++++ Text excerpt ++++
Changes in assignments or work-related duties do not ordinarily constitute adverse employment actions if"unaccompanied by a decrease in salary or work hour changes." Mungin v. Katten Muchin & Zavis, 116 F.3d 1549, 1556-57 (D.C.Cir. 1997)."[N]ot everything that makes an employee unhappy is an actionable adverse action." Smart v. Ball State Univ., 89 F.3d 437, 441 (7th Cir. 1996). Purely subjective injuries, such as dissatisfaction with reassignment, public humiliation or loss of reputation, or unhappiness over assigned duties are not adverse actions. See Forkkio, 306 F.3d at 1130-31. Rather, there must be a significant change in job responsibilities. See id. at 1131 (where substantive job responsibilities are not reduced, there are no materially adverse consequences for Title VII liability).

The miscellaneous discrete incidents of which plaintiff complains do not involve the types of tangible harm that can support a discrimination (or retaliation) claim under Title VII. With respect to claims relating to allegedly inaccurate, unfair, or delayed performance appraisals, the D.C. Circuit has noted that formal criticism or poor performance evaluations are generally not adverse employment actions if they do not affect the employee's grade or salary. See Brown, 199 F.3d at 458; see also Russell v. Principi, 257 F.3d 815, 819 (D.C. Cir. 2002) (negative performance evaluations are not adverse actions absent some effect on terms, conditions or privileges of employment); Lewis v. Glickman, No. Civ. A. 96-0358, 1997 WL 276084, * 6 (E.D. La. May 15, 1997) (late receipt of performance appraisal is"of no moment"). Performance evaluations are likely not to constitute adverse actions because the"result of the evaluation is often speculative, making it difficult to remedy. For example, a single poor evaluation may drastically limit an employee's chances for advancement, or it may be outweighed by later evaluations and be of no real consequence." Russell, 257 F.3d at 818.

Plaintiff did not receive negative evaluations, but rather only evaluations lower than she desired or containing what she believed were inaccurate observations. Although the evaluations were perhaps not all that she had hoped they would be, they were certainly not adverse in an"absolute sense." See Brown, 199 F.3d at 458 (overall"fully satisfactory rating" in middle of possible grades not adverse action under Title VII). In most circumstances"performance evaluations alone at the satisfactory level or above should not be considered adverse employment actions." Russell, 257 F.3d at 819. Hence, plaintiff's claims of inaccurate, unfair or delayed performance appraisals do not constitute actionable adverse employment actions.
++++ Available data ++++
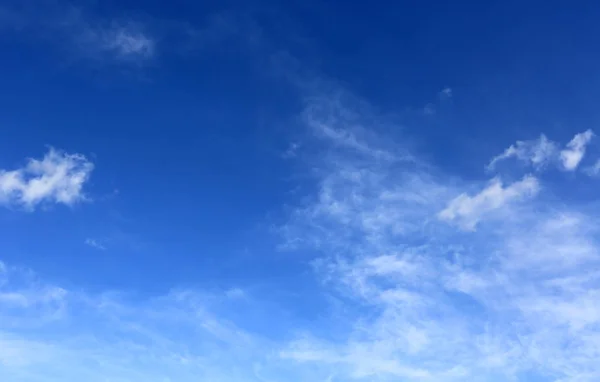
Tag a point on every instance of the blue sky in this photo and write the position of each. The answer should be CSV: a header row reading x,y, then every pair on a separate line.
x,y
299,191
++++
What the task requires>
Repeat the passage on adverse employment actions from "Changes in assignments" to "Title VII liability).". The lines above are separate material and have no connection to the text.

Response for this exercise>
Changes in assignments or work-related duties do not ordinarily constitute adverse employment actions if"unaccompanied by a decrease in salary or work hour changes." Mungin v. Katten Muchin & Zavis, 116 F.3d 1549, 1556-57 (D.C.Cir. 1997)."[N]ot everything that makes an employee unhappy is an actionable adverse action." Smart v. Ball State Univ., 89 F.3d 437, 441 (7th Cir. 1996). Purely subjective injuries, such as dissatisfaction with reassignment, public humiliation or loss of reputation, or unhappiness over assigned duties are not adverse actions. See Forkkio, 306 F.3d at 1130-31. Rather, there must be a significant change in job responsibilities. See id. at 1131 (where substantive job responsibilities are not reduced, there are no materially adverse consequences for Title VII liability).